Directions - The listing below must be duplicated in full, with nothing altered.

--- START ---

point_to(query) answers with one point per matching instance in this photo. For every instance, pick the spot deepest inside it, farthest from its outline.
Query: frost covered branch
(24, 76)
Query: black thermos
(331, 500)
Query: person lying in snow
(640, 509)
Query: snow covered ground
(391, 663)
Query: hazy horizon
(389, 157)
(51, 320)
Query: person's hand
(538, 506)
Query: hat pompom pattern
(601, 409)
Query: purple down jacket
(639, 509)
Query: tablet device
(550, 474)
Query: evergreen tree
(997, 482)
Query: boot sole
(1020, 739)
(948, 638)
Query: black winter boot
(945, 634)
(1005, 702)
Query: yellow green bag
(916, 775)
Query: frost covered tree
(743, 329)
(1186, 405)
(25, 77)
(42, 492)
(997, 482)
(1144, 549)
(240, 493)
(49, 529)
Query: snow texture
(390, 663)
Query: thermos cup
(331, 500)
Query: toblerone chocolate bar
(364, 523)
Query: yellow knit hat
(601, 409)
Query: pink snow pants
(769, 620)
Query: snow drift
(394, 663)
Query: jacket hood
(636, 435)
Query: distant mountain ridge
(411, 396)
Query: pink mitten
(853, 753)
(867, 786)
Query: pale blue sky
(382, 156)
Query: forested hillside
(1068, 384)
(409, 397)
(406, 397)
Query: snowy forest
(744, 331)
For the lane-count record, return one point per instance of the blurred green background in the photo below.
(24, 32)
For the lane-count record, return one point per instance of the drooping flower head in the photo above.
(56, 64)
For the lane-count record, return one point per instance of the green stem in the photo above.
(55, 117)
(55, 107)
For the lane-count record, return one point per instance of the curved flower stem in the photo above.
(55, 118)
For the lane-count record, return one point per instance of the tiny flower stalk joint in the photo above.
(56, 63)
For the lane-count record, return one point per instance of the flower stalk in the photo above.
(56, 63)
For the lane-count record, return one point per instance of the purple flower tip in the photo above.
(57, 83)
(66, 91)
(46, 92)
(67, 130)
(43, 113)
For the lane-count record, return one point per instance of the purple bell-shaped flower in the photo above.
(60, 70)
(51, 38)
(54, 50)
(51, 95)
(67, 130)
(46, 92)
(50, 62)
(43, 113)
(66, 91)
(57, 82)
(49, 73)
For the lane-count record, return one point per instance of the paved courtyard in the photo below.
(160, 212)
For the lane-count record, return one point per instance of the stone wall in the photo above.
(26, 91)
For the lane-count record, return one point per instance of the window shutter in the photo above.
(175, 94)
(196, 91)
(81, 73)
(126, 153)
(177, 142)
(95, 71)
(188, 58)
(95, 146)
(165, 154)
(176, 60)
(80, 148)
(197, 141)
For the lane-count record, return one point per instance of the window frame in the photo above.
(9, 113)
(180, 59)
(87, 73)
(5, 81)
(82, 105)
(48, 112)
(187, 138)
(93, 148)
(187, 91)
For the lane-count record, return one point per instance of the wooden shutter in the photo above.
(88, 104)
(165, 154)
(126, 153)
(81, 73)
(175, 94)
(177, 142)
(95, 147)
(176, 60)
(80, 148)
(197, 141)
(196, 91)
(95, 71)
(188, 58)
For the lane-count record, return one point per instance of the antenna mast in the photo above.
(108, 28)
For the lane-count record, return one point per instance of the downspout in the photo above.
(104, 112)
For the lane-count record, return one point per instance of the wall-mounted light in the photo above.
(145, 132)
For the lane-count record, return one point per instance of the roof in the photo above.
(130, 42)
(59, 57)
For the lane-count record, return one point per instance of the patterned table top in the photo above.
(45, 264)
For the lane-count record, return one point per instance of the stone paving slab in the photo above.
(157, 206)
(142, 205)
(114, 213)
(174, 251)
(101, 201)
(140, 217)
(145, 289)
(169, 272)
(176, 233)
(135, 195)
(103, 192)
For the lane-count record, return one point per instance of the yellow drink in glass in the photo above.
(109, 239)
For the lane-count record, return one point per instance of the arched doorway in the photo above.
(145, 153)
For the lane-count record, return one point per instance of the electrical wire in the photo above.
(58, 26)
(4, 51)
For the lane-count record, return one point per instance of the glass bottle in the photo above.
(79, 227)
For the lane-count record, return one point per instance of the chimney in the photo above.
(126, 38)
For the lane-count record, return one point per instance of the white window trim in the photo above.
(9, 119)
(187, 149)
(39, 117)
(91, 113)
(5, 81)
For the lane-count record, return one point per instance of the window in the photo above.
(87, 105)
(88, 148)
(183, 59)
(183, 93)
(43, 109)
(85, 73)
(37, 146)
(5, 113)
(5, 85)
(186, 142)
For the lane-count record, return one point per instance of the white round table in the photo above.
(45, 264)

--- END ---

Output -
point_to(query) answers with one point per matching instance in this photo. For every instance, pick the spot deepest inside it, farthest from its outline.
Query: frost covered branch
(24, 76)
Query: black thermos
(331, 500)
Query: person lying in snow
(640, 509)
Query: snow covered ground
(391, 663)
Query: hazy horizon
(389, 157)
(51, 320)
Query: person's hand
(538, 506)
Query: hat pompom pattern
(601, 409)
Query: purple down jacket
(639, 509)
Query: tablet device
(550, 474)
Query: evergreen tree
(997, 482)
Query: boot sole
(1020, 739)
(948, 638)
Query: black winter boot
(945, 634)
(1005, 702)
Query: yellow green bag
(916, 775)
Query: frost covered tree
(743, 329)
(1186, 405)
(25, 77)
(42, 492)
(997, 482)
(1144, 549)
(240, 493)
(49, 529)
Query: snow texture
(390, 663)
Query: thermos cup
(331, 500)
Query: toblerone chocolate bar
(364, 523)
Query: yellow knit hat
(601, 409)
Query: pink snow pants
(769, 620)
Query: snow drift
(394, 663)
Query: jacket hood
(636, 435)
Query: distant mountain ridge
(411, 396)
Query: pink mitten
(853, 753)
(867, 786)
Query: pale blue sky
(382, 156)
Query: forested hillside
(1068, 384)
(409, 397)
(406, 397)
Query: snowy forest
(744, 331)
For the lane-count record, return one point per instance of the blurred green background in the photo below.
(24, 32)
For the lane-count record, return one point per instance of the drooping flower head in the photo above.
(56, 64)
For the lane-count record, return one point per instance of the green stem in the photo above.
(55, 117)
(55, 107)
For the lane-count record, return one point per instance of the curved flower stem in the photo above.
(55, 118)
For the lane-count record, return one point per instance of the tiny flower stalk joint in the photo above.
(56, 63)
For the lane-count record, return one point per instance of the flower stalk in the photo above.
(56, 63)
For the lane-count record, return one point per instance of the purple flower tip in the photo above.
(57, 83)
(66, 91)
(46, 92)
(67, 130)
(43, 113)
For the lane-count record, return one point per instance of the purple bell-shaped flower in the photo above.
(60, 70)
(51, 38)
(54, 50)
(51, 95)
(67, 130)
(46, 92)
(50, 62)
(43, 113)
(66, 91)
(57, 82)
(49, 73)
For the lane-count record, return one point per instance of the paved courtyard in the photo below.
(160, 212)
For the lane-count record, return one point per instance of the stone wall in the photo above.
(26, 91)
For the lane-count record, return one point per instance of the window shutter in the photo above.
(175, 94)
(196, 91)
(81, 73)
(126, 153)
(177, 142)
(95, 71)
(188, 58)
(95, 146)
(165, 154)
(176, 60)
(80, 148)
(197, 141)
For the lane-count record, return one point per instance of the window frame in the photo above.
(9, 113)
(180, 59)
(87, 73)
(5, 81)
(82, 105)
(48, 112)
(187, 138)
(93, 148)
(187, 91)
For the lane-count record, return one point per instance of the wooden shutter in the photo above.
(88, 104)
(165, 154)
(126, 153)
(81, 73)
(175, 94)
(177, 142)
(95, 147)
(176, 60)
(80, 148)
(197, 141)
(196, 91)
(95, 71)
(188, 58)
For the lane-count record, return one point per instance of the antenna mast in the photo above.
(108, 28)
For the lane-count record, return one point per instance of the downspout in the photo above.
(104, 112)
For the lane-count record, return one point per instance of the wall-mounted light in the photo above.
(145, 132)
For the lane-count record, return one point per instance of the roof in the photo above.
(130, 42)
(59, 57)
For the lane-count record, return one point per instance of the patterned table top in the photo above.
(45, 264)
For the lane-count record, return one point per instance of the stone paving slab in the photo above.
(157, 206)
(142, 205)
(114, 213)
(174, 251)
(101, 201)
(140, 217)
(145, 289)
(169, 272)
(176, 233)
(135, 195)
(103, 192)
For the lane-count record, return one point per instance of the yellow drink in glass in the photo above.
(109, 239)
For the lane-count record, return one point per instance of the arched doorway in the photo above.
(145, 153)
For the lane-count record, return one point per instance of the electrical wire in the photo above.
(58, 26)
(4, 51)
For the lane-count record, return one point per instance of the glass bottle in the photo above.
(79, 227)
For the lane-count record, return one point per instance of the chimney in the photo above.
(126, 38)
For the lane-count record, return one point per instance of the white window trim in the photo above.
(9, 119)
(187, 149)
(39, 117)
(91, 113)
(5, 81)
For the lane-count record, return one point per instance of the window in the photo above.
(87, 105)
(88, 148)
(183, 59)
(183, 93)
(43, 109)
(85, 73)
(37, 146)
(5, 113)
(5, 85)
(186, 142)
For the lane-count record, return one point per instance of the white round table in the photo above.
(45, 264)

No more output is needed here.